[BEGIN]

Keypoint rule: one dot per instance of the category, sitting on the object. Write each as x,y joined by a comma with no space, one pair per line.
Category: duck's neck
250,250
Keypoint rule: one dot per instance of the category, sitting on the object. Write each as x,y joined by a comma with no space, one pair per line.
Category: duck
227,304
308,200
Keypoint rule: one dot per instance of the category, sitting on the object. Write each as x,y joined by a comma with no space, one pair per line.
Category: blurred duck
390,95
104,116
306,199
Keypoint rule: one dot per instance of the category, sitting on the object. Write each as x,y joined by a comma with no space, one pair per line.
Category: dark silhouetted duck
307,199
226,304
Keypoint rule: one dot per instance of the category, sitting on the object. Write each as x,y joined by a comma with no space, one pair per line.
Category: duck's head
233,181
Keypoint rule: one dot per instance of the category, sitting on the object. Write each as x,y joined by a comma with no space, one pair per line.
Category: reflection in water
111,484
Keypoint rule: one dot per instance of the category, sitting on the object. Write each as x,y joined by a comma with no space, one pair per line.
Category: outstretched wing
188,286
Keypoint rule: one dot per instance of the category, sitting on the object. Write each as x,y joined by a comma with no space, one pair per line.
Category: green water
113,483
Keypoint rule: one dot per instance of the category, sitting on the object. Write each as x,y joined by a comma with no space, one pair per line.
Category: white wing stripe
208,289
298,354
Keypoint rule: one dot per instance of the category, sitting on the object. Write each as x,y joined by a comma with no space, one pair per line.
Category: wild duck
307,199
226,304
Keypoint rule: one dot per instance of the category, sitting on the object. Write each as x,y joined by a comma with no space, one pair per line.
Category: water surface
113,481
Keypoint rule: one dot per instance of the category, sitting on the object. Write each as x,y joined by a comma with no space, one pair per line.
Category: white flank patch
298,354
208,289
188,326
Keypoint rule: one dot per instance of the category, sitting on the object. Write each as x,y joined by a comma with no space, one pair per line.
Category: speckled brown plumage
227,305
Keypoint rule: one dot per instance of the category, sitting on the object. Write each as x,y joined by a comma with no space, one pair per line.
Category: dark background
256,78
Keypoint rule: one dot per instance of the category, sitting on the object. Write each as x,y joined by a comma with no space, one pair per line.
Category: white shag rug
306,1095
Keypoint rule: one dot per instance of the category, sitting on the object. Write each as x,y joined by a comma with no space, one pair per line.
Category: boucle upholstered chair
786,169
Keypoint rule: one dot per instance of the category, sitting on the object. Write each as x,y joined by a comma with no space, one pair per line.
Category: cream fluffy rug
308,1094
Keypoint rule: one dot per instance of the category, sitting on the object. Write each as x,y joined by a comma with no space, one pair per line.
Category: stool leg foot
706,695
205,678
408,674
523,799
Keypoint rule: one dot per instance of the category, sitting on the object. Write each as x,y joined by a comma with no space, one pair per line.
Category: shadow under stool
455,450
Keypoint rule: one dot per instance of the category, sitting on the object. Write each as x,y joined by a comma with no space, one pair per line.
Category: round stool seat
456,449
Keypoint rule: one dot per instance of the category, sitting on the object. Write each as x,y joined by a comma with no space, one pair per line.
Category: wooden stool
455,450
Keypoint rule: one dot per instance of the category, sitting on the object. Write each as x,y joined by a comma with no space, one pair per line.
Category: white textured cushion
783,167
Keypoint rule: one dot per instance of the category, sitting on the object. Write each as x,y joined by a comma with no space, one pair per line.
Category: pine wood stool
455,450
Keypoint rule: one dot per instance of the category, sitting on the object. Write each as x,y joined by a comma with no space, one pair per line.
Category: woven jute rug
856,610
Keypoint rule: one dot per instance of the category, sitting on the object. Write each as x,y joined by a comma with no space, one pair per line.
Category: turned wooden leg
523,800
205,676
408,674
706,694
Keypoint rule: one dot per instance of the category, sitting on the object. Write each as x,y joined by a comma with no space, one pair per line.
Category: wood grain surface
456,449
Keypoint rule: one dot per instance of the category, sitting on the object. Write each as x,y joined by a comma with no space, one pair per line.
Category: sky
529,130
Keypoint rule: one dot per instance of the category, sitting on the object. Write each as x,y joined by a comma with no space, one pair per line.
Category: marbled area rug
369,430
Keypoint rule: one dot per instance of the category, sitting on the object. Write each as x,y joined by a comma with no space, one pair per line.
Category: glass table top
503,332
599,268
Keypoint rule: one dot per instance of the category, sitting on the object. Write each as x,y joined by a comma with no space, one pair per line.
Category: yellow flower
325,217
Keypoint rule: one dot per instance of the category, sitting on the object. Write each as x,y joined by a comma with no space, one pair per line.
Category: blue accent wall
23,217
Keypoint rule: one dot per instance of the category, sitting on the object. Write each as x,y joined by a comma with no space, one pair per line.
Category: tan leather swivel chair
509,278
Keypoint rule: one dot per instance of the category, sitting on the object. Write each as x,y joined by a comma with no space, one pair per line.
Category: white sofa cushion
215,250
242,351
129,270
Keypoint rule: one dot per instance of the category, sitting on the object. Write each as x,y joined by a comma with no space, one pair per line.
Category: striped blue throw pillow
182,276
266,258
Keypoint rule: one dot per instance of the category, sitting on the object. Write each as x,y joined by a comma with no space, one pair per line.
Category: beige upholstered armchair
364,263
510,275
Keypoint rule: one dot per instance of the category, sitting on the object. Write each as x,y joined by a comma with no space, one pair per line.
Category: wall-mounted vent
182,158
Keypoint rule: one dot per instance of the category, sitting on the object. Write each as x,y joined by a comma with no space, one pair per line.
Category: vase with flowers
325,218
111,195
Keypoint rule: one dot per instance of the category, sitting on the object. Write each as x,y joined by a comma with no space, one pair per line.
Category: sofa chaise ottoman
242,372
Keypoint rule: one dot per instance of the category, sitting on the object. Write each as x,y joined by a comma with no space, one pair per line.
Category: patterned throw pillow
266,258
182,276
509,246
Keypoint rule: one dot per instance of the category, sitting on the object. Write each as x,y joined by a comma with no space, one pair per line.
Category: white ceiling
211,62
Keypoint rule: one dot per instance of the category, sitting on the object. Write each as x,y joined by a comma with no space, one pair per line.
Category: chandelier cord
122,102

[END]

§ YOUR TASK: Write out the full set of records exactly as given.

§ OUTPUT BELOW:
Keypoint rule: one dot per instance of the category, sitting on the object. Write each as x,y joined by a comma with no space, one pair per line.
Category: duck's neck
250,250
Keypoint rule: one dot per instance of the category, sitting on the object. Write each as x,y joined by a comma with no space, one pair per line.
Category: duck
227,304
308,200
Keypoint rule: one dot per instance of the category, sitting on the object. Write each as x,y joined by a comma with no space, one pair per line.
Category: blurred duck
390,95
104,116
306,199
Keypoint rule: one dot per instance of the category, sitting on the object. Write each as x,y joined by a comma with no space, one pair per line.
Category: dark silhouetted duck
307,199
226,304
Keypoint rule: one dot per instance of the category, sitting on the object. Write each as x,y joined by a comma with no space, one pair per line.
Category: duck's head
233,181
Keypoint rule: one dot per instance of the category, sitting on the object. Write each as x,y joined by a comma with no space, one pair per line.
Category: reflection in water
111,484
Keypoint rule: one dot per instance of the category, sitting on the object. Write each as x,y joined by a comma with no space, one pair per line.
Category: outstretched wing
188,286
Keypoint rule: one dot per instance of the category, sitting on the object. Write each as x,y joined by a comma with no space, one pair per line.
Category: green water
113,483
Keypoint rule: one dot per instance of the category, sitting on the object. Write each as x,y joined by a comma with no space, one pair per line.
Category: white wing stripe
208,289
298,354
Keypoint rule: one dot per instance of the category, sitting on the object. Write each as x,y joined by a comma with no space, one pair per line.
Category: wild duck
307,199
226,304
Keypoint rule: one dot per instance of the category, sitting on the object. Write each as x,y joined by a comma with no space, one pair per line.
Category: water surface
113,481
Keypoint rule: one dot per instance of the category, sitting on the object. Write each as x,y joined by a comma with no space, one pair per line.
Category: white flank patch
298,354
208,289
188,326
Keypoint rule: one dot per instance of the category, sitting on the object. Write each as x,y joined by a comma with no space, one pair per line.
Category: speckled brown plumage
227,305
Keypoint rule: one dot per instance of the category, sitting on the object. Write each as x,y joined by a comma with no space, one pair per line.
Category: dark background
256,78
Keypoint rule: one dot per instance of the category, sitting on the object. Write each as x,y joined by a comma with no space, one pair per line.
Category: white shag rug
306,1095
Keypoint rule: one dot per instance of the category, sitting on the object. Write each as x,y joined by a comma with no space, one pair per line.
Category: boucle upholstered chair
786,169
Keypoint rule: one dot per instance of the category, sitting on the object. Write each as x,y joined by a comma with no space, one pair per line.
Category: cream fluffy rug
308,1094
Keypoint rule: one dot per instance of the category, sitting on the object. Write each as x,y joined by a comma with no space, one pair per line.
Category: stool leg foot
706,695
205,678
408,674
523,799
Keypoint rule: one dot per instance of the category, sitting on the object. Write each as x,y joined by a comma with no space, one pair per line.
Category: shadow under stool
455,450
Keypoint rule: one dot per instance of the category, sitting on the object. Write each as x,y joined by a comma with no space, one pair per line.
Category: round stool seat
456,449
Keypoint rule: one dot per instance of the category, sitting on the object. Write each as x,y joined by a comma with no space, one pair per line.
Category: wooden stool
455,450
Keypoint rule: one dot per instance of the category, sitting on the object. Write each as x,y joined by a comma with no space, one pair per line.
Category: white textured cushion
783,167
Keypoint rule: one dot per instance of the category, sitting on the object. Write each as x,y joined by a comma with no space, one pair per line.
Category: pine wood stool
455,450
Keypoint rule: one dot per instance of the category, sitting on the object. Write each as x,y joined by a comma with no space, one pair per line.
Category: woven jute rug
856,610
Keypoint rule: one dot per instance of the category, sitting on the object. Write each as x,y joined by a comma with no space, one pair per line.
Category: turned wooden leg
523,800
205,676
408,674
706,694
Keypoint rule: one dot per instance of the category, sitting on the object. Write each as x,y joined by a comma with no space, one pair per line.
Category: wood grain surface
456,449
Keypoint rule: one dot per instance of the category, sitting on the object. Write each as x,y joined by a comma with no space, one pair per line.
Category: sky
529,130
Keypoint rule: one dot per instance of the category, sitting on the object. Write each as x,y joined by a comma with no space, one pair per line.
Category: marbled area rug
369,430
Keypoint rule: one dot per instance of the category, sitting on the object. Write each as x,y joined by a comma with no space, one pair per line.
Category: glass table top
503,332
599,268
Keypoint rule: one dot per instance of the category, sitting on the object. Write each as x,y joined by a comma with no space, one pair per line.
Category: yellow flower
325,217
Keypoint rule: one dot per instance of the category, sitting on the object. Write each as x,y joined by a comma with no space, one pair per line.
Category: blue accent wall
23,217
Keypoint rule: one dot per instance of the category, sitting on the object. Write each as x,y joined by a comma with no space, one pair per line.
Category: tan leather swivel chair
509,278
Keypoint rule: one dot per instance of the category, sitting on the object. Write each as x,y joined by a comma with no space, one pair per line.
Category: white sofa cushion
215,250
242,351
129,270
Keypoint rule: one dot per instance of the category, sitting on the object. Write each as x,y joined by a comma with no space, one pair per line.
Category: striped blue throw pillow
182,276
266,258
Keypoint rule: one dot per instance of the category, sitting on the object. Write each as x,y joined by a comma with no space, one pair per line.
Category: beige upholstered armchair
364,263
510,275
Keypoint rule: one dot per instance of the category, sitting on the object. Write each as x,y joined by a comma with no space, one pair per line.
Category: wall-mounted vent
182,158
Keypoint rule: one dot per instance of the category, sitting on the object. Write each as x,y joined by a comma with no space, one pair per line.
Category: vase with flowers
325,218
111,195
Keypoint rule: one dot per instance of the category, sitting on the object. Write each as x,y joined by a comma with no space, one pair per line.
Category: sofa chaise ottoman
242,372
Keypoint rule: one dot per instance of the category, sitting on the object. Write each as x,y joined by a comma with no space, one pair per line.
Category: patterned throw pillow
266,258
182,276
509,246
Keypoint rule: one dot per instance of the category, sitting on the object. Write each as x,y joined by a comma with no space, one pair per line.
Category: white ceiling
211,62
Keypoint rule: one dot per instance of the category, sitting on the object. Write each as x,y joined by a comma with no space, one pair per line.
Category: chandelier cord
122,102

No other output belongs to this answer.